--- Stated goal 1 ---
Count the lines in the rows below that contain the string "wheel", treating case as significant. Reply with the number alone.

__________

Case started his bus tours in 2014, but in November, that mission took on a new urgency. President Trump’s upset victory offered a startlingly efficient reminder that for people living somewhere between the booming coastal economies, that American Dream can seem like a foggy memory. The wealth technologists have amassed creating the so-called jobs of the future has scarcely touched vast swaths of the country. It’s little wonder, then, that the citizens of 33 states would vote for a man who promised to make that distant America dream a reality by restoring great industries of the past.
“There’s a reason they feel left behind. They kind of have been left behind,” Case says. “Some of the disruption funded in places like Silicon Valley is destroying jobs in other parts of the country.”
But if the new administration really wants to restore jobs in middle America, encouraging investment in startups—the companies responsible for nearly all net new US job creation—is the only way to do it, Case says. So Case has taken a break from the road. Instead, he has invited the many entrepreneurs, academics, and investors he’s met along the way to come to Washington.
‘The disruption funded in places like Silicon Valley is destroying jobs in other parts of the country.’ Steve Case, Rise of the Rest
Case’s two-day Rise of the Rest summit at the end of this month, will, like any tech conference, give business leaders a chance to schmooze and learn from one another’s mistakes and successes. But the meeting carries obvious symbolic weight. By coming together in the wake of a new administration, these middle American entrepreneurs can show East Coast Washington elites that you can boost the economy in other ways beyond gutting regulation and retreating from trade deals.
“There’s no question that just relying on big companies and just relying on old industries to be the mainstay of economic growth is a misguided strategy,” says Ron Klain, executive vice president of Revolution and former chief of staff to both vice presidents Al Gore and Joe Biden. “We have to take some of the fantastic opportunities in tech and bring them to the rest of the country.”

__________

--- Stated goal 2 ---
Carry on the passage above about Steve Case's push for startup investment outside the coastal economies, starting after its final sentence.

Records from a collection:
__________

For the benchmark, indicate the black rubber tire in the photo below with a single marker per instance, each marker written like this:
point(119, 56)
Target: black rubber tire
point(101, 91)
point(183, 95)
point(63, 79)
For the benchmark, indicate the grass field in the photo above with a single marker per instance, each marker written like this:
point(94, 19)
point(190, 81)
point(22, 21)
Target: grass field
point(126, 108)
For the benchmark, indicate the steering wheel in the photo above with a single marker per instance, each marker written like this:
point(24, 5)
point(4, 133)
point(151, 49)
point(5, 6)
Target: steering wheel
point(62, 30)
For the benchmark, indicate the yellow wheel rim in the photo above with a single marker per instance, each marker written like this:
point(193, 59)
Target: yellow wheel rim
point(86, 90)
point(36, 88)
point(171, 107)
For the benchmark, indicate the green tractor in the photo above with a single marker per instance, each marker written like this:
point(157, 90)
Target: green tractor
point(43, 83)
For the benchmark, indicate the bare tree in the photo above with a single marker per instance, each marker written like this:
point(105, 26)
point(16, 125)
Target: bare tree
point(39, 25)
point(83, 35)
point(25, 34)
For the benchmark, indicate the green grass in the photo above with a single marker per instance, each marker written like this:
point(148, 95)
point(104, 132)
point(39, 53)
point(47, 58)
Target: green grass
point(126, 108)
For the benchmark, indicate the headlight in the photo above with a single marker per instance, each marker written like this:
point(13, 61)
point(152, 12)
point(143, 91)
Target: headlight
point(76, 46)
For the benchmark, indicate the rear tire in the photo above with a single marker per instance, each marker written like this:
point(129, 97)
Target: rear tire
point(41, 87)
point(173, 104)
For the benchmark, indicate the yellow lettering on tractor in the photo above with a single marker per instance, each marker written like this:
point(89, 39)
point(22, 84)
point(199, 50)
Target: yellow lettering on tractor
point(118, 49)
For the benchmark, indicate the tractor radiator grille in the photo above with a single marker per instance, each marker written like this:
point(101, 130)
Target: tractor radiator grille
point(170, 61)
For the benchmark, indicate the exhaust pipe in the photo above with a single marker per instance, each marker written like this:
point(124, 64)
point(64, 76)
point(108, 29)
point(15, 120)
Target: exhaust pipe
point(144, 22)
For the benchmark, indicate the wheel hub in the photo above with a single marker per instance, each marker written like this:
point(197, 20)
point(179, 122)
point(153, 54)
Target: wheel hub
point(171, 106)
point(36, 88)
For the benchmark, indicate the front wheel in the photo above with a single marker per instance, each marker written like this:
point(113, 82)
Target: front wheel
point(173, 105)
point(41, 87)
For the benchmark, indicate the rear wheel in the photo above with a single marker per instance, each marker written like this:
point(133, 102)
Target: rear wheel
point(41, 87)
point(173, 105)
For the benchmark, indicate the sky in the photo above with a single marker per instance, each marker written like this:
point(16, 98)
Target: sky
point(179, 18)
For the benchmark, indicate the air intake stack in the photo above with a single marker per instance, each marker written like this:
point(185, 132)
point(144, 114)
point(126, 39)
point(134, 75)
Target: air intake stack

__________

--- Output 1 ---
10

--- Output 2 ---
The summit will also include a trip to Capitol Hill, where senators Mark Warner (D-VA) and Ben Sasse (R-NE), as well as representative Ro Khanna (D-CA) and House Majority Leader Kevin McCarthy (R-CA) will lay out their own visions for spurring entrepreneurship in the rest of the country.
“I think it has to happen at a federal level,” says Khanna, whose district encompasses the heart of Silicon Valley from Cupertino to Santa Clara to Sunnyvale. “We want it to be coordinated. We want folks in Silicon Valley to hear what folks in Appalachia want, what their needs are, what their interests are.”
The future of Khanna’s party, he believes, depends on this kind of mutual understanding. “We spent too much time as a party on the coasts. We didn’t visit these communities,” he says of the 2016 campaign, which gutted Democratic representation across the country. “We weren’t empathetic to the challenges and aspirations of their kids.” Next week, Khanna plans to travel to Kentucky, where he’ll visit a program, launched by the Obama administration’s TechHire initiative, that teaches coding skills to young people in a part of the state better known for its coal mines.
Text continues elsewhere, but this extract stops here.